*Material provided:*

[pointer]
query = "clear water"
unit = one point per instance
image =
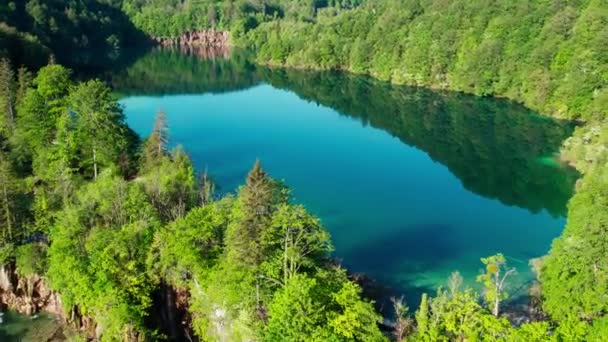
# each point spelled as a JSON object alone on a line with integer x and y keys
{"x": 18, "y": 328}
{"x": 412, "y": 184}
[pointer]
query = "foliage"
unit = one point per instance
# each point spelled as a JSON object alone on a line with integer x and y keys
{"x": 573, "y": 276}
{"x": 550, "y": 56}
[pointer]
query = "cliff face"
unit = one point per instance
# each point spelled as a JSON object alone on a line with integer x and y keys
{"x": 197, "y": 38}
{"x": 27, "y": 295}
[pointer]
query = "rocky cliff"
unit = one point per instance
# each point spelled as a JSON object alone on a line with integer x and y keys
{"x": 197, "y": 38}
{"x": 27, "y": 295}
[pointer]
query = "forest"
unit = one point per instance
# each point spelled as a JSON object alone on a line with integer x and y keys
{"x": 117, "y": 225}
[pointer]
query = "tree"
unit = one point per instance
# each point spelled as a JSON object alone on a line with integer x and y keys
{"x": 7, "y": 97}
{"x": 293, "y": 242}
{"x": 42, "y": 105}
{"x": 403, "y": 322}
{"x": 257, "y": 204}
{"x": 207, "y": 188}
{"x": 494, "y": 281}
{"x": 100, "y": 124}
{"x": 156, "y": 145}
{"x": 7, "y": 186}
{"x": 574, "y": 276}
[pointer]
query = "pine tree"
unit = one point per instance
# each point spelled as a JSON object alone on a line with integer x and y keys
{"x": 207, "y": 188}
{"x": 7, "y": 214}
{"x": 257, "y": 204}
{"x": 24, "y": 81}
{"x": 156, "y": 145}
{"x": 7, "y": 97}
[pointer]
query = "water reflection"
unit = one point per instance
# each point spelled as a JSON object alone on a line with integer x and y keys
{"x": 497, "y": 149}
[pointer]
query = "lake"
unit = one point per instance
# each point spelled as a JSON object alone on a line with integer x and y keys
{"x": 413, "y": 184}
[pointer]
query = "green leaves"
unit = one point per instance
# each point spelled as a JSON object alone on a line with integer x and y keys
{"x": 574, "y": 277}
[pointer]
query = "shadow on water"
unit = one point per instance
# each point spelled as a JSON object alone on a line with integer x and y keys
{"x": 390, "y": 254}
{"x": 498, "y": 149}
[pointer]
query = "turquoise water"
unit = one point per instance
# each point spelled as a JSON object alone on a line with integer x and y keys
{"x": 19, "y": 328}
{"x": 412, "y": 184}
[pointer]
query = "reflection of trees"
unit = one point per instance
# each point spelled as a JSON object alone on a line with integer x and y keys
{"x": 498, "y": 149}
{"x": 495, "y": 147}
{"x": 187, "y": 70}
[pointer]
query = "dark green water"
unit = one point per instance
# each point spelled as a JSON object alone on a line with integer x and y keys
{"x": 412, "y": 184}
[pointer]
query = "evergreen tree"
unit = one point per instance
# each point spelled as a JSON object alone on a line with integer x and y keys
{"x": 257, "y": 206}
{"x": 7, "y": 97}
{"x": 156, "y": 145}
{"x": 494, "y": 281}
{"x": 100, "y": 124}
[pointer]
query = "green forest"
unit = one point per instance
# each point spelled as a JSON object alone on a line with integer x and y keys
{"x": 141, "y": 248}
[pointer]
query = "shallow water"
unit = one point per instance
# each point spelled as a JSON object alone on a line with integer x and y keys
{"x": 412, "y": 184}
{"x": 19, "y": 328}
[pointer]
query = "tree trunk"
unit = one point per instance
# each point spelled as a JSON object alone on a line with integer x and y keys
{"x": 497, "y": 295}
{"x": 94, "y": 163}
{"x": 7, "y": 212}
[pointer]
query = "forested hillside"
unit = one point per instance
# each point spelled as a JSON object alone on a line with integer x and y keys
{"x": 73, "y": 31}
{"x": 550, "y": 55}
{"x": 174, "y": 17}
{"x": 118, "y": 226}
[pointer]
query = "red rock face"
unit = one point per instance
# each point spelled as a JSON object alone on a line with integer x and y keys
{"x": 197, "y": 38}
{"x": 27, "y": 295}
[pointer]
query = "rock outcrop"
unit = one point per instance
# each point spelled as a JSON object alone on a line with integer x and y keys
{"x": 27, "y": 295}
{"x": 197, "y": 38}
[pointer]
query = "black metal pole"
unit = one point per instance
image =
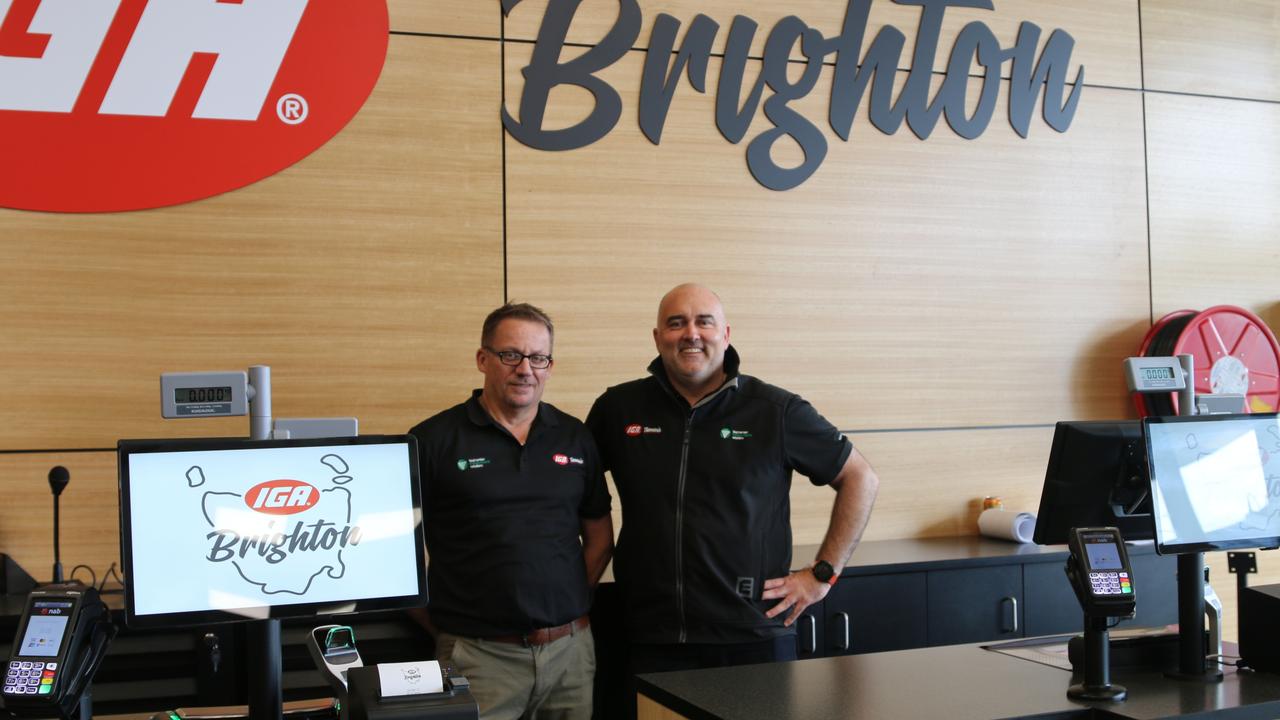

*Written instruction:* Identify every line in the records that contains the word "water", and copy each of those lines. Case counts.

*Task response:*
query = "clear water"
query = "water reflection"
query = "shadow on water"
query = "turquoise water"
query = "dark green water"
query = "shallow water"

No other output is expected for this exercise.